What you should do =
Reproduce every line of the records below with "innermost point" swapped for "central point" and everything else left as it stands, omitting the pictures.

═══ Supplied records ═══

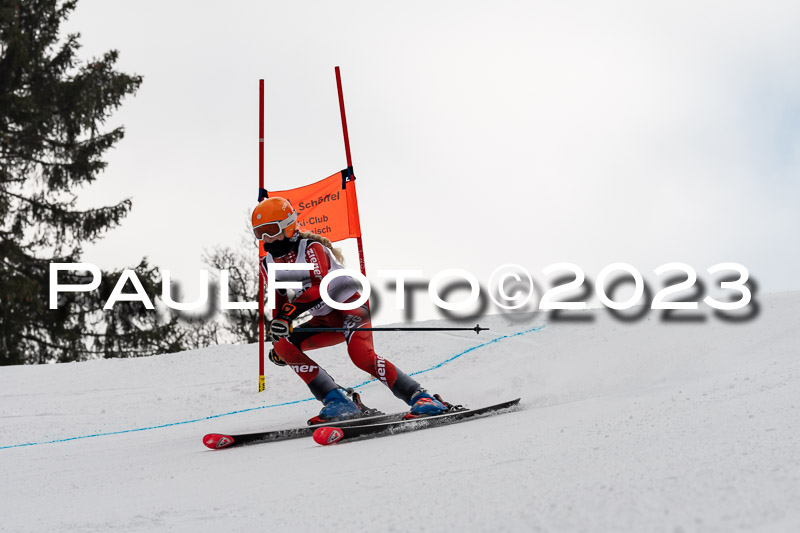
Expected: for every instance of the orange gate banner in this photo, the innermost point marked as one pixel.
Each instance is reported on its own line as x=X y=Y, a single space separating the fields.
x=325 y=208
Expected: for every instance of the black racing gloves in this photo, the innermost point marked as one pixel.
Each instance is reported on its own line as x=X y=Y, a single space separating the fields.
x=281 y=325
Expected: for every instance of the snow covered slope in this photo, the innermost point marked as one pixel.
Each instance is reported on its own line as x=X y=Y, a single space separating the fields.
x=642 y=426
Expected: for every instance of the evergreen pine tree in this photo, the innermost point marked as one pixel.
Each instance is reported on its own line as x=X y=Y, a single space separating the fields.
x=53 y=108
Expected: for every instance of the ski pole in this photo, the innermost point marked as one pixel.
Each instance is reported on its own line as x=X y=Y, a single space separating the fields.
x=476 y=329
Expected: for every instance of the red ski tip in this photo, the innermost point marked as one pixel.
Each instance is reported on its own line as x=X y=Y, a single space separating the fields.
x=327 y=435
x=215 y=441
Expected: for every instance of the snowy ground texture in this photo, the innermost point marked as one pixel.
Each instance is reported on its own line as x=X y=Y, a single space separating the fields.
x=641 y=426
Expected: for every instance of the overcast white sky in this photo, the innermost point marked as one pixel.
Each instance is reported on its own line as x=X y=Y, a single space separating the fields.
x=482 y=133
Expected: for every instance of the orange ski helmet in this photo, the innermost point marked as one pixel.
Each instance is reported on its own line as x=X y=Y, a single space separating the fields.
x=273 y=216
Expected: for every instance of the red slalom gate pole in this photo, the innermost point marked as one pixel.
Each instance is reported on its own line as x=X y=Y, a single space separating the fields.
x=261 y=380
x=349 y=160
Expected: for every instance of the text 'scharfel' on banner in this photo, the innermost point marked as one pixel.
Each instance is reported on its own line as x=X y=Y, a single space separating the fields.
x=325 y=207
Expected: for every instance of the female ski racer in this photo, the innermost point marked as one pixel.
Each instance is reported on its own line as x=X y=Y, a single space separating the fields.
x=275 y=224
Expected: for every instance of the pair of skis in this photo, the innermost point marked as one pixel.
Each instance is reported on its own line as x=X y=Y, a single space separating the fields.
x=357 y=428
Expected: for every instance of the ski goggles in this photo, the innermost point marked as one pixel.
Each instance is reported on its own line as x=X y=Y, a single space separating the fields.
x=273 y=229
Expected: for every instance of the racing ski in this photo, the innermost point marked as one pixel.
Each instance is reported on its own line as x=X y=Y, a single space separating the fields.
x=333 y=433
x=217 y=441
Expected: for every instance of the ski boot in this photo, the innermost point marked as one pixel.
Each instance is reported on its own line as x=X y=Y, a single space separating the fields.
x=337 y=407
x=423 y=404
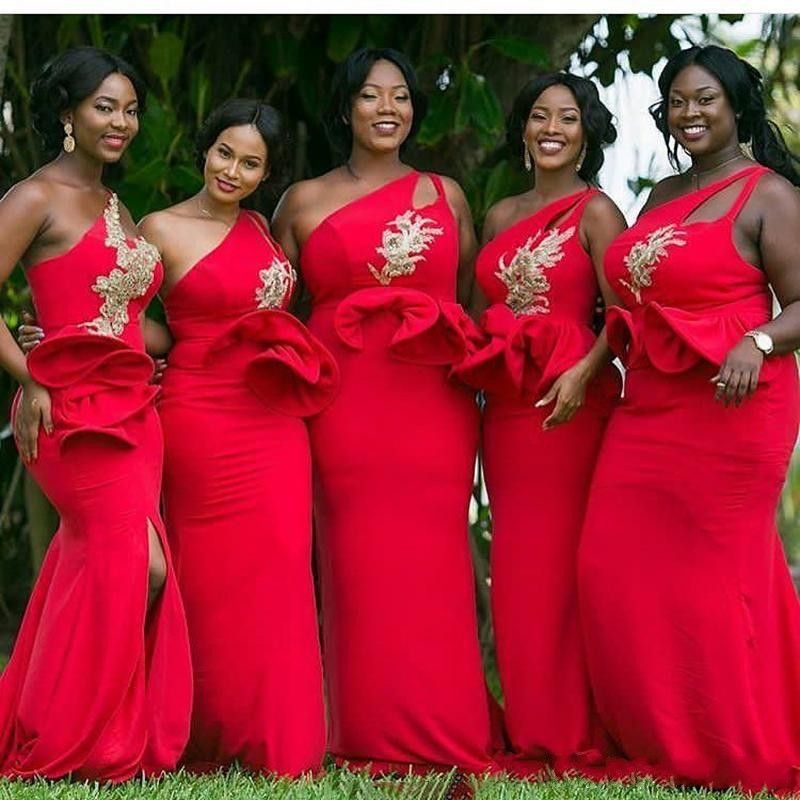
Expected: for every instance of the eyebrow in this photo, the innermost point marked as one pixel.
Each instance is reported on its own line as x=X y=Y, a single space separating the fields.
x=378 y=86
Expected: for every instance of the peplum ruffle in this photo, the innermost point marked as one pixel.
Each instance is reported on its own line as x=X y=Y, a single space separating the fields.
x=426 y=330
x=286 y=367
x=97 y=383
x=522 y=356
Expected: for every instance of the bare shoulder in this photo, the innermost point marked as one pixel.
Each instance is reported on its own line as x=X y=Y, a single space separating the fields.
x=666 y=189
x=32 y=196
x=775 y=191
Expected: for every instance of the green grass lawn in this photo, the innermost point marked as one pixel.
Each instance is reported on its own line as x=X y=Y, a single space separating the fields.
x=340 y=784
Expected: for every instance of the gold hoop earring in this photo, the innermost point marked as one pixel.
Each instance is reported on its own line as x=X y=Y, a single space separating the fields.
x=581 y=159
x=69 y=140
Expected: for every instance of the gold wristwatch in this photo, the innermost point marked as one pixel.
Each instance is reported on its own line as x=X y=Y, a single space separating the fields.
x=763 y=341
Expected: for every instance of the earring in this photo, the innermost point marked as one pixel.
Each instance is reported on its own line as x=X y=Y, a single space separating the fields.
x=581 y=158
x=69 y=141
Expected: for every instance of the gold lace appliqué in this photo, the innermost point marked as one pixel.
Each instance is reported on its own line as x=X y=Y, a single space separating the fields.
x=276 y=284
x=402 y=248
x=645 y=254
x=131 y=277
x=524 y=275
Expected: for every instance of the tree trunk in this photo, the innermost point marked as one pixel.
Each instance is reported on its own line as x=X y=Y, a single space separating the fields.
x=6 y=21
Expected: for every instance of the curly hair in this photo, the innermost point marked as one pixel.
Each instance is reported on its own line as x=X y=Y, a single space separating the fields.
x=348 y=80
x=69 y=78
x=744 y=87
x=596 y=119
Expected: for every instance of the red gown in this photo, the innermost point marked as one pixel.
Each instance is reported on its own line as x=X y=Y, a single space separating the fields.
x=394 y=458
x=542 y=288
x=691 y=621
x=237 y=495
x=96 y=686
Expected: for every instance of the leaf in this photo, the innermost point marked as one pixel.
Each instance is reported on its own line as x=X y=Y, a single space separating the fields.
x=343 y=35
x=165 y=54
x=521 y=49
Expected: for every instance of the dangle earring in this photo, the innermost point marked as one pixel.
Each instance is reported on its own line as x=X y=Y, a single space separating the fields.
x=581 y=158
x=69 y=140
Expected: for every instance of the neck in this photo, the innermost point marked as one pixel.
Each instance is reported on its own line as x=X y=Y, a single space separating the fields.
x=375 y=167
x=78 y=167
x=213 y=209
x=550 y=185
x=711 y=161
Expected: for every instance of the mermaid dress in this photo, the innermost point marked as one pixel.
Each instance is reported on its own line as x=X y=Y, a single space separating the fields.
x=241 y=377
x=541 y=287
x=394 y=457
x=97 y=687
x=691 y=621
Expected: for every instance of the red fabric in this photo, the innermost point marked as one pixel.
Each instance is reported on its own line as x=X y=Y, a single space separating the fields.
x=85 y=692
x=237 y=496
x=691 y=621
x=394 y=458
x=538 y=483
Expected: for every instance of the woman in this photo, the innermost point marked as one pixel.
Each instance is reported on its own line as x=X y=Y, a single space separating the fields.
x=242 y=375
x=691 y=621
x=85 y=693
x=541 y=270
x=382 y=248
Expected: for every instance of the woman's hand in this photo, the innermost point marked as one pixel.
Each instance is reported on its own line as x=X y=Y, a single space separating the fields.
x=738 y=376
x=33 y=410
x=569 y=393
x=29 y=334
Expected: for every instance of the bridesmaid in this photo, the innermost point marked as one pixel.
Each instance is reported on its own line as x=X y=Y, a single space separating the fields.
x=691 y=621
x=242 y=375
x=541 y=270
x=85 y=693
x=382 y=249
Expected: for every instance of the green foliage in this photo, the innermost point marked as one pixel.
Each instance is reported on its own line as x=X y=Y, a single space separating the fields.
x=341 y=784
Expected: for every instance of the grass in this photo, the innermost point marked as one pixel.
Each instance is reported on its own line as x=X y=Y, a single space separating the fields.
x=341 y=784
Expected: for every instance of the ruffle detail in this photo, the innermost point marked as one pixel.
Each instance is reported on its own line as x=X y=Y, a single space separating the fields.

═══

Response =
Expected: for every instance of the orange gate banner in this photo, the central point marked as one pixel.
Each instance is reported on its own line as x=X y=Y, a single space separating the fields.
x=325 y=208
Expected: for every instance of the black racing gloves in this photo, the central point marked as one pixel.
Each instance is reported on its own line as x=X y=Y, a single space separating the fields.
x=281 y=325
Expected: for every instance of the snow covered slope in this photo, the central point marked as one pixel.
Each instance is reported on its own line as x=X y=Y, a single space separating the fields.
x=642 y=426
Expected: for every instance of the evergreen pine tree in this photo, the central point marked as one pixel.
Each instance is reported on its own line as x=X y=Y, a single space separating the fields.
x=53 y=108
Expected: for every instance of the ski pole in this photo, the central point marked as one pixel.
Each instance is reported on its own line as x=X y=Y, a single space separating the fields.
x=476 y=329
Expected: for every instance of the red ski tip in this photo, the central point marked as one pixel.
Each instance is reported on its own line as x=X y=Y, a single space separating the fields.
x=327 y=435
x=215 y=441
Expected: for every instance of the snowy ground texture in this photo, the central point marked as one pixel.
Each instance is reported on its own line as x=X y=Y, a single space separating the fields.
x=641 y=426
Expected: for every instance of the overcast white sky in this photo, the central point marked as one pixel.
Each instance is reported on its own line as x=X y=Y, a single space separating the fields.
x=482 y=133
Expected: for every instance of the orange ski helmet in this photo, the central point marked as one pixel.
Each instance is reported on its own line as x=X y=Y, a single space separating the fields.
x=273 y=216
Expected: for every instance of the red slalom gate pole in this photo, the central point marked as one pixel.
Each instance is reported on its own line as x=X y=Y, a single space separating the fields.
x=261 y=380
x=349 y=160
Expected: for every instance of the text 'scharfel' on banner in this photo, the central point marked as one pixel.
Each instance is reported on its own line as x=X y=Y, a single space separating the fields.
x=325 y=207
Expected: for every instance of the female ski racer in this photo, the central point marked as one pixel.
Each instance is reported on its own line as x=X y=Y, a single space separating the fields.
x=275 y=224
Expected: for every instance of the pair of skis in this photo, the central point marked as one pixel.
Each instance is reported on its own line as x=X y=Y, a single space separating the fields.
x=357 y=428
Expected: for every instance of the ski goggles in this photo, the central point marked as one pixel.
Each instance is reported on its own line as x=X y=Y, a single space separating the fields.
x=273 y=229
Expected: for every instance of the racing ski in this photo, the central point marked as one pixel.
Each instance is reported on its own line as x=X y=Y, a single space separating the fields.
x=333 y=433
x=217 y=441
Expected: for every instance of the ski boot in this photo, the central point marked as one pixel.
Each instance is reported on its own line as x=X y=Y, a single space separating the fields.
x=337 y=407
x=423 y=404
Expected: for every instance of the eyebrow in this photo, the central point marked as one pixel.
Each instance is reported on its own line as x=X y=Y, a single space separating the fields.
x=378 y=86
Expected: for every instance of the peplum ruffle in this photo, the central point marked as one pixel.
Each instance is reported on its own line as x=X y=Y, a single space separating the fields.
x=426 y=330
x=286 y=367
x=97 y=383
x=522 y=356
Expected: for every instance of the bare shoulder in this photo, the central point marked as one pixel.
Each instance is reported on its own line as x=X y=Y, a single space separating the fields.
x=666 y=189
x=32 y=196
x=775 y=191
Expected: for every instance of the green grass lawn in this photo, the central point marked as one pixel.
Each instance is reported on its own line as x=X y=Y, a single space separating the fields.
x=340 y=784
Expected: for every instance of the gold hoop earring in this photo, the central point marked as one pixel.
Each instance is reported on its own line as x=X y=Y, a single space separating the fields.
x=581 y=159
x=69 y=140
Expected: for every instance of the gold wristwatch in this photo, the central point marked as one pixel.
Each instance is reported on its own line as x=X y=Y, a single space separating the fields.
x=763 y=341
Expected: for every instance of the earring in this photo, the central point marked as one pixel.
Each instance is reported on its own line as x=X y=Y, a single space separating the fields.
x=581 y=158
x=69 y=141
Expected: for every instance of the gold lace appliqué in this photo, the central point marked as one pixel.
Each instance is reported on its own line as x=X y=Y, a single space separating the fields.
x=276 y=284
x=402 y=248
x=645 y=254
x=131 y=277
x=524 y=275
Expected: for every instance of the tree trunk in this photo, the central point marked as one pixel.
Each instance is reported on its own line as x=X y=Y, a single space separating the fields.
x=6 y=21
Expected: for every instance of the curly hair in this photo, the central point marked as one pixel.
Each instance is reported on its own line as x=X y=Y, a single space separating the fields.
x=348 y=80
x=69 y=78
x=744 y=87
x=596 y=119
Expected: for every instance of the red gown in this photo, the central point marked as one pixel.
Each instance is reported on its own line as x=X y=Y, a single space separating the fields.
x=394 y=458
x=542 y=288
x=691 y=621
x=237 y=495
x=96 y=686
Expected: for every instance of the leaf in this photo, the central point marked as one pixel.
Each instance is reported on its own line as x=X y=Y, a single space separating the fields.
x=343 y=35
x=165 y=54
x=521 y=49
Expected: for every instance of the dangle earring in this photo, the central point marked as one pixel.
Each instance is reported on its own line as x=X y=Y, a single space separating the fields.
x=581 y=158
x=69 y=140
Expected: for every instance of the neck in this photo, the central point marked as one pixel.
Each instance is reported on its own line as x=X y=Y, a single space separating the fields.
x=375 y=167
x=78 y=167
x=213 y=209
x=550 y=185
x=711 y=161
Expected: for every instance of the mermaid dress in this photo, the central point marked as one pixel.
Each instance is reported on its own line as x=X y=Y, a single space separating the fields.
x=241 y=377
x=541 y=287
x=394 y=457
x=97 y=687
x=691 y=621
Expected: for every instance of the red fabric in this photo, the central point marked as one pixel.
Each instance is reported on its own line as x=X y=Y, a single space separating the fields.
x=85 y=692
x=237 y=496
x=691 y=621
x=394 y=458
x=538 y=483
Expected: for every instance of the woman in this photo, the central point marked as one pixel.
Each instance is reported on its own line as x=X y=Y, a single space separating the fields.
x=242 y=375
x=691 y=621
x=85 y=693
x=541 y=270
x=382 y=248
Expected: for every instance of the woman's hand in this photo, the central point marked as one pixel.
Each instance is reported on its own line as x=X y=Y, a single space separating the fields.
x=738 y=376
x=33 y=410
x=569 y=393
x=29 y=334
Expected: for every instance of the bridesmaid in this photo, the central point marked as one pixel.
Each instance is reported on its own line as x=X y=Y, a single space separating the fields.
x=691 y=621
x=242 y=375
x=541 y=270
x=85 y=693
x=382 y=249
Expected: for every instance of the green foliage in this photo, the central point marked as one pixel.
Each instance is reported on its own line as x=X y=Y, a single space separating the fields.
x=341 y=784
Expected: for every instance of the grass in this photo, the central point marked as one pixel.
Each instance is reported on its own line as x=X y=Y, a single space separating the fields.
x=341 y=784
Expected: for every instance of the ruffle detail in this photo, the central point marked as one pixel.
Each instance is reported on its own line as x=X y=Y, a single space separating the fields.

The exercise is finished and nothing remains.